So long as no pictures are carried over, output the records below exactly.

╭──

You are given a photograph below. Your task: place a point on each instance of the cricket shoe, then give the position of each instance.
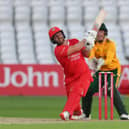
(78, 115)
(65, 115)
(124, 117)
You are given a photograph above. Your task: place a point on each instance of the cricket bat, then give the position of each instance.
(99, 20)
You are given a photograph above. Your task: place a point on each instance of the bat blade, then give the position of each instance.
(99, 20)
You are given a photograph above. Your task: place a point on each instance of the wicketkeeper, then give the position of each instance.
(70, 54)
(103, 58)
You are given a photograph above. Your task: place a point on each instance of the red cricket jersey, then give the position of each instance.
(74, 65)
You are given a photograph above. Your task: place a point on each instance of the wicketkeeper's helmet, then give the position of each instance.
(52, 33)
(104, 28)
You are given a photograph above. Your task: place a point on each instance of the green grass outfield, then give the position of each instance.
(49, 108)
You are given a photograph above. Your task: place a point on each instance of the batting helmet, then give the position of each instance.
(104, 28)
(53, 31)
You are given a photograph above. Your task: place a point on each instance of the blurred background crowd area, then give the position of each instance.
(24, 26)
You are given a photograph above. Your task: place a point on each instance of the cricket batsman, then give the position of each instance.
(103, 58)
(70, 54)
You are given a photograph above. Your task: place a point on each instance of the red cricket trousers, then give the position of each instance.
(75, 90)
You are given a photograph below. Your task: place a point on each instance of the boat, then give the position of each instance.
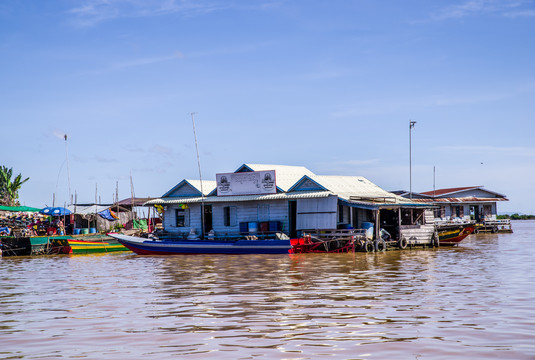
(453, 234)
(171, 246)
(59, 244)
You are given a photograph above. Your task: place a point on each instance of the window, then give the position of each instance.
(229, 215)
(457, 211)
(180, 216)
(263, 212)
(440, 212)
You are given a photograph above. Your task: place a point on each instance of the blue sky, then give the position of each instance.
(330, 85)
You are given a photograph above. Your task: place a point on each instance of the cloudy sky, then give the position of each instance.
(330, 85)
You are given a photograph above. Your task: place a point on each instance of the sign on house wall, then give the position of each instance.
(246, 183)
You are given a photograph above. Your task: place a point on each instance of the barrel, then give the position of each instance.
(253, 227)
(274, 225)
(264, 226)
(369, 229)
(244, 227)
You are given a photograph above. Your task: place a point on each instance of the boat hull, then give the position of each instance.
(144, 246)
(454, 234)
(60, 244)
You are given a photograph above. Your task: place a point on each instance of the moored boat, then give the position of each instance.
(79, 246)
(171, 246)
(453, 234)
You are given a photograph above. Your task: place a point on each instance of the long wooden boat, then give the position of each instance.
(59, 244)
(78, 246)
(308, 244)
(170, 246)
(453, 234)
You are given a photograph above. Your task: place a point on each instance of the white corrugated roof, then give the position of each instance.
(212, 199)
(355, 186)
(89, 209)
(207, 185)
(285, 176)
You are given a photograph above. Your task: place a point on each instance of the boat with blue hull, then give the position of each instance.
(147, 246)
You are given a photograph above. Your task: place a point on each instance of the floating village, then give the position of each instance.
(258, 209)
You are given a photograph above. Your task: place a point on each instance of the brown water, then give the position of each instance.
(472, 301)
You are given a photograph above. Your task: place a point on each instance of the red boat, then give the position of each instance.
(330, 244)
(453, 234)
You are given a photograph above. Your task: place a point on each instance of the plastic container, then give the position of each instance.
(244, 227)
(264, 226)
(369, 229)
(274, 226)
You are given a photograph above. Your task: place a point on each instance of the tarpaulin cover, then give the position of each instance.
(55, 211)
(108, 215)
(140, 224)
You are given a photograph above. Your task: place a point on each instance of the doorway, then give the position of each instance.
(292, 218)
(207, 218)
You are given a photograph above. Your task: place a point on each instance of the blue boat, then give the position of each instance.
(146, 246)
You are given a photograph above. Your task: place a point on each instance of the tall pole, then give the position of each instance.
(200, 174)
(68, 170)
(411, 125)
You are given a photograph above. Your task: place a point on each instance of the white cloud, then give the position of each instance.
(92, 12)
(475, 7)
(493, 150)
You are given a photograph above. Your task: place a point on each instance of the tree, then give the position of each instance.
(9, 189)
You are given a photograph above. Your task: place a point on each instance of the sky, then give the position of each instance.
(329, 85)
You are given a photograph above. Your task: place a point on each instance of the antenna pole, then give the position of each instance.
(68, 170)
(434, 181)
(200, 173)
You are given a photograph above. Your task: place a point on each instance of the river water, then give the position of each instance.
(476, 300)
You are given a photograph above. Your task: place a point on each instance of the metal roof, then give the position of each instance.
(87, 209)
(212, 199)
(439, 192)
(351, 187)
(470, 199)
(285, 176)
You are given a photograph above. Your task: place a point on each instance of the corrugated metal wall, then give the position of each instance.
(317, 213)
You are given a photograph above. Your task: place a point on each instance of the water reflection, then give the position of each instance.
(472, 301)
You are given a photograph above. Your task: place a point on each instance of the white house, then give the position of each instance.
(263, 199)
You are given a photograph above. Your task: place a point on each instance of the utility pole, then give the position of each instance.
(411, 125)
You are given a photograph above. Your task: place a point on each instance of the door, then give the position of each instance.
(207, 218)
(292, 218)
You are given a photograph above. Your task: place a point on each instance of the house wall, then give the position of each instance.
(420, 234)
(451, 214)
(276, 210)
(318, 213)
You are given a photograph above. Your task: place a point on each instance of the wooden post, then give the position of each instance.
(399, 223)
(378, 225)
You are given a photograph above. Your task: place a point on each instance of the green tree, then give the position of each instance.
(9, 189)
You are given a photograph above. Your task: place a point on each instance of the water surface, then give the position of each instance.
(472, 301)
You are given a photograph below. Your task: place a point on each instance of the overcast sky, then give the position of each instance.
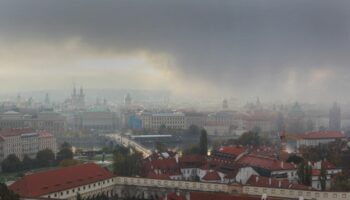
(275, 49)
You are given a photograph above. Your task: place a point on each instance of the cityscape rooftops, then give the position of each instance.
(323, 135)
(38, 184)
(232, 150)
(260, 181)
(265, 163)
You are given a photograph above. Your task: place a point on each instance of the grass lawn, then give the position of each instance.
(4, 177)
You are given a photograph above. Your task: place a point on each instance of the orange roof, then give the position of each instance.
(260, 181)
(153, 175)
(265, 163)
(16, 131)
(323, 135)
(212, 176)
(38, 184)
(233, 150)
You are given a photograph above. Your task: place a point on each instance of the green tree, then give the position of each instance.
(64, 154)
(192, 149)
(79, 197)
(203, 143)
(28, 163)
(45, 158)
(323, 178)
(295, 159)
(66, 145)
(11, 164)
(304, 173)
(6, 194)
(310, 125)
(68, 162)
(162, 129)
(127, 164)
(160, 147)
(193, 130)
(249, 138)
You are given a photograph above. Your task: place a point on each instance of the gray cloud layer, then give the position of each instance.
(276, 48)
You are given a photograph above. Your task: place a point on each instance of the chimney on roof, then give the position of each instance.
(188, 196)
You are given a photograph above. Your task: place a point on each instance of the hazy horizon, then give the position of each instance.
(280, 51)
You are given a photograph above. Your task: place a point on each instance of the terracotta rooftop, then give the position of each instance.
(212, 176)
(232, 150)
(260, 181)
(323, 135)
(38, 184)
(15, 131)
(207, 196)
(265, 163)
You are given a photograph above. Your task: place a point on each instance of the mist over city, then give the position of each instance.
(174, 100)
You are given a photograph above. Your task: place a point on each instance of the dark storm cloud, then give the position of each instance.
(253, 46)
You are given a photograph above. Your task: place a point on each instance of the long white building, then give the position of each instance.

╰──

WRITTEN SOLUTION:
You are given a photograph below. Your task: place a point on each instance of the cricket shoe, then give the position of each instance.
(78, 115)
(65, 115)
(124, 117)
You are given a photograph above. Your task: place a point on each instance of the cricket bat, then give the position of each instance.
(99, 20)
You are given a photograph above. Your task: place a point on each instance of the bat blade, then give the position of each instance.
(99, 20)
You are given a photograph above. Your task: place a point on each instance of the wicketkeeper, then give the position of each instance.
(70, 54)
(103, 58)
You are given a photograph above. Your task: place a point on each instance of the red cricket jersey, then give the position of each instance.
(74, 65)
You are given a photograph above. Your task: place a point on each instance of the wicketkeeper's helmet, then give the position of each instance.
(52, 33)
(104, 28)
You are given a photograph above. Your task: place a point on each instance of the green grass outfield, then give the position of each instance.
(49, 108)
You are given a photograph above. Your task: place a point on each instance of the batting helmet, then give the position of each instance.
(104, 28)
(53, 31)
You are given a photograph above. Your task: place a point on each instance of the blurred background crowd area, then give the position of each instance.
(24, 26)
You are given a photograph above. Your task: place a point on each instance of the cricket batsman, then give the position of each instance.
(103, 58)
(70, 54)
You are given a photograph above. Your task: place a point on each instance of the red cricket trousers, then give the position of each instance.
(75, 90)
You are given a photograph below. Your task: place a point on each instance of the boat, then give the position of each instance.
(453, 234)
(171, 246)
(59, 244)
You are given a photograph above. Your task: place a point on each instance of the window, then give the position of each instance.
(229, 215)
(457, 211)
(180, 216)
(263, 212)
(440, 212)
You are given a photograph above. Your task: place a point on each instance of the blue sky, then give the position of each instance.
(330, 85)
You are given a photograph above. Your task: place a point on each instance of the cloudy sky, then give the position of each instance.
(330, 85)
You are given a photograph above. Your task: place a point on each instance of the sign on house wall, then give the position of each instance.
(246, 183)
You are given a photograph above. Your task: place a point on each instance of the barrel, then give the position of each instance.
(253, 227)
(274, 225)
(264, 226)
(369, 229)
(244, 227)
You are given a photograph above. Your task: place a point on each instance of the boat hull, then give the position of each instance.
(144, 246)
(454, 234)
(60, 244)
You are given a photograph above. Your task: place a point on each instance of the moored boat, then give the position of each instance.
(79, 246)
(171, 246)
(453, 234)
You are given a photograph above. Your task: place a point on each instance of the long wooden boat, then give the position of each instance.
(59, 244)
(78, 246)
(308, 244)
(170, 246)
(453, 234)
You are given a photograph above. Your task: place a point on each instance of the white corrugated roof, then give the position of each instance.
(212, 199)
(355, 186)
(89, 209)
(207, 185)
(285, 176)
You are given a photograph above. Your task: place a point on each instance of the boat with blue hull, then give the position of each instance.
(147, 246)
You are given a photograph above. Your task: place a point on each instance of the floating village, then give the position of each instance.
(258, 209)
You are given a photograph above. Your task: place a point on each instance of the brown water, then give the position of each instance.
(472, 301)
You are given a photograph above. Your task: place a point on each instance of the red boat, then give the position of each instance.
(330, 244)
(453, 234)
You are given a photograph above. Your task: place a point on each instance of the plastic container, then give the position of each instance.
(244, 227)
(264, 226)
(369, 229)
(274, 226)
You are given a photograph above. Your task: place a point on each instance of the tarpaulin cover, then give the position of each instance.
(55, 211)
(108, 215)
(140, 224)
You are given a photograph above. Your task: place a point on each instance of the doorway, then give the position of each instance.
(292, 218)
(207, 218)
You are given a photograph above. Your task: place a point on each instance of the blue boat, then give the position of each instance.
(146, 246)
You are given a photograph above. Your task: place a point on each instance of the tall pole, then give the position of each instance.
(200, 174)
(68, 170)
(411, 125)
You are given a photograph above. Your task: place a point on each instance of the white cloud, then give the position of each instance.
(92, 12)
(475, 7)
(493, 150)
You are given a photograph above. Your task: place a point on each instance of the tree, then give the position of each instance.
(9, 189)
You are given a photograph above. Your task: place a point on each instance of the sky, then give the position of each instance.
(329, 85)
You are given a photograph above. Your task: place a point on each instance of the antenna pole, then give the position of each instance.
(68, 170)
(434, 181)
(200, 173)
You are given a photograph above. Your task: place a point on each instance of the river water, then give the position of each instance.
(476, 300)
You are given a photograph above. Your task: place a point on each instance of the metal roof, then give the position of each instance.
(87, 209)
(212, 199)
(439, 192)
(351, 187)
(470, 199)
(285, 176)
You are given a photograph above. Your task: place a point on each instance of the corrugated metal wall, then give the position of each instance.
(317, 213)
You are given a photograph above. Your task: place a point on each instance of the water reflection, then give the position of each instance.
(472, 301)
You are given a photograph above. Your task: place a point on each instance of the white house, then give the position of each instance.
(263, 199)
You are given a photograph above. Your task: place a point on each instance of the utility pole, then give the position of each instance.
(411, 125)
You are given a photograph above. Your task: place a point on each instance of the door, then give the position of each instance.
(207, 218)
(292, 218)
You are given a photograph above. Your task: place a point on each instance of the house wall, then give the position of each instance.
(420, 234)
(451, 214)
(276, 210)
(318, 213)
You are given a photograph above. Your task: place a point on each instance of the wooden post, then give the position of each instance.
(399, 223)
(378, 225)
You are given a photograph above. Your task: place a point on each instance of the green tree, then give the position of each instance.
(9, 189)
You are given a photograph above. Your task: place a point on each instance of the water surface, then give the position of each instance.
(472, 301)
You are given a photograph below. Your task: place a point on each instance of the overcast sky, then give the position of each instance.
(275, 49)
You are given a photograph above. Your task: place a point on each instance of the cityscape rooftops, then give the position of each instance.
(323, 135)
(38, 184)
(232, 150)
(260, 181)
(265, 163)
You are given a photograph above. Your task: place a point on each instance of the grass lawn, then give the position of each instance.
(4, 177)
You are given a photograph above. Your task: place a point on each instance of the orange roof, then give the position of each instance.
(260, 181)
(153, 175)
(265, 163)
(16, 131)
(323, 135)
(212, 176)
(38, 184)
(233, 150)
You are given a photograph above. Your task: place a point on each instance of the green tree, then give the position of each instance.
(64, 154)
(192, 149)
(79, 197)
(203, 143)
(28, 163)
(45, 158)
(323, 178)
(295, 159)
(66, 145)
(11, 164)
(304, 173)
(6, 194)
(310, 125)
(68, 162)
(162, 129)
(127, 164)
(160, 147)
(193, 130)
(249, 138)
You are given a photograph above. Your task: place a point on each instance of the gray cloud layer, then give the position of each instance.
(276, 48)
You are given a photograph above. Your task: place a point on each instance of the chimney on roof, then give the position of each instance.
(188, 196)
You are given a photograph above. Your task: place a point on each instance of the hazy horizon, then give the position of each instance.
(280, 51)
You are given a photograph above. Your task: place a point on each instance of the terracotta rooftop, then give the position of each instance.
(212, 176)
(232, 150)
(260, 181)
(323, 135)
(38, 184)
(15, 131)
(207, 196)
(265, 163)
You are given a photograph above. Your task: place a point on each instance of the mist over city, then give the position of each instance.
(174, 100)
You are given a photograph above. Your task: place a point on each instance of the dark storm cloud, then give the position of each instance.
(253, 46)
You are given a photograph above. Your task: place a point on each instance of the long white building, then give the position of each instance.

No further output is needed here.